▸ Objective: Retype the material below. Keep every word exactly as it is.

## start Entries supplied

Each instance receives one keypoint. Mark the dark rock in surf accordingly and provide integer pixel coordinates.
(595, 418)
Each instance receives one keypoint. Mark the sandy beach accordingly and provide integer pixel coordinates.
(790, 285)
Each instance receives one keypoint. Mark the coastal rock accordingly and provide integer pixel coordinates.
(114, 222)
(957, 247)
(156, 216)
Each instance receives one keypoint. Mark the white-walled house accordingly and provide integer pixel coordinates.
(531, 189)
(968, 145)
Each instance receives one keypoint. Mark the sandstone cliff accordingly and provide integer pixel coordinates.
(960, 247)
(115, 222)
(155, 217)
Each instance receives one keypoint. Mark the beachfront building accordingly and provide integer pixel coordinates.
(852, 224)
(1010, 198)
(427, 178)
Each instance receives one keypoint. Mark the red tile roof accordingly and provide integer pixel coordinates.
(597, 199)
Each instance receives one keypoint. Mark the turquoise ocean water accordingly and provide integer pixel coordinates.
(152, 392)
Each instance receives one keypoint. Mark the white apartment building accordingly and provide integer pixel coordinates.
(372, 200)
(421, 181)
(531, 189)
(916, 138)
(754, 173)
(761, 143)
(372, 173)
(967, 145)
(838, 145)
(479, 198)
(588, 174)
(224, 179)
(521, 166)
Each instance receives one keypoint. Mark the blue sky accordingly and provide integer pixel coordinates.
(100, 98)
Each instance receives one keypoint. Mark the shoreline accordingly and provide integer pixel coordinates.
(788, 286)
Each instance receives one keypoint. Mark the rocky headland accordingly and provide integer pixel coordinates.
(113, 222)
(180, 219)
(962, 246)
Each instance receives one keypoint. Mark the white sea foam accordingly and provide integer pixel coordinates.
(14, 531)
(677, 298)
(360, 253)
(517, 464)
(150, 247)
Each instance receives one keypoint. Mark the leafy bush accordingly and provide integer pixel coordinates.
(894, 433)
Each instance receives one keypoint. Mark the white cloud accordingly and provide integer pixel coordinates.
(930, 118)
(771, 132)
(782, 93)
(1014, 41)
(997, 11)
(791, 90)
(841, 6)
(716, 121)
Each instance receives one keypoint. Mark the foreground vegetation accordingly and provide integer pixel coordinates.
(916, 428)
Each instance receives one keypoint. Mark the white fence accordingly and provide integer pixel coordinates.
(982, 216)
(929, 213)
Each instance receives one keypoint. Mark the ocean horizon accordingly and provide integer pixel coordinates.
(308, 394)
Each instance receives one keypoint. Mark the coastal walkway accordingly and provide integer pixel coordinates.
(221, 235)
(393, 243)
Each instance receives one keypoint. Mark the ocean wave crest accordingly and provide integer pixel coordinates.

## end Entries supplied

▸ Exercise result:
Each instance receives one keypoint. Mark the dark rock in surf accordingly and provide integer pixel coordinates.
(595, 418)
Each instance receives one keypoint. Mark the sandy beach accordingly and provide integer pixel coordinates.
(790, 285)
Each instance receives one keypoint. Mark the coastal rock accordingly and provide integer pixel coordinates.
(114, 222)
(957, 247)
(156, 216)
Each instance receives one keypoint. Mark the white-walled house accordingly and provide integer pixel coordinates.
(531, 189)
(968, 145)
Each instance receives one keypoint. Mark the sandstone cliff accordingly and provide integer pixel coordinates.
(960, 247)
(115, 222)
(155, 217)
Each instance receives one keypoint. Mark the beachfront building accordingly and provide integer pixel coordinates.
(852, 224)
(1010, 198)
(427, 178)
Each instance receives one keypoint. Mark the red tile roof accordingly and provide integer pixel coordinates.
(597, 199)
Each instance receives one keypoint. Mark the turquoise ocean water accordingly and provide integer pixel coordinates.
(152, 392)
Each instance receives one keypoint. Mark the white apartment building accordingly and provide integer pixel coordinates.
(372, 200)
(421, 181)
(531, 189)
(916, 138)
(754, 173)
(761, 143)
(372, 173)
(967, 145)
(838, 145)
(479, 198)
(588, 174)
(224, 179)
(521, 166)
Each instance receives one keypoint. Mark the blue sky accordingly and provide integer pixel coordinates.
(100, 98)
Each instance receives one keypoint. Mark the shoreline accordingly and provide integer pixel coordinates.
(788, 286)
Each instance receives one keypoint. Mark the rocky headland accordingly and provide integer pixel coordinates.
(113, 222)
(180, 219)
(962, 246)
Each instance receives one keypoint. Mark the white sea foam accordingly and provide integer pixel coordinates.
(14, 531)
(677, 298)
(360, 253)
(517, 464)
(150, 247)
Each instance receives one keypoint. Mark the leafy bush accordingly and provide integer pixel coordinates.
(894, 433)
Each instance receives one keypoint. Mark the white cloud accordingly and provide integer pixel coordinates.
(930, 118)
(771, 132)
(782, 93)
(1014, 41)
(997, 11)
(791, 90)
(841, 6)
(716, 121)
Each instance receives one keypoint. Mark the foreground vegetation accordingly and provide integer pixel coordinates.
(916, 428)
Each instance receives one keypoint. Mark the white fence accordingly and provide integer pixel coordinates.
(982, 216)
(929, 213)
Each instance receives one keypoint. Mark the ocean horizon accordingly and provide integer pixel coordinates.
(308, 394)
Each instance receives one keypoint. Mark the coastal walkway accordingly and provide integer pixel coordinates.
(221, 235)
(393, 243)
Each instance receives one keypoint. Mark the ocean wave crest accordingly and provide integer pixel coordinates.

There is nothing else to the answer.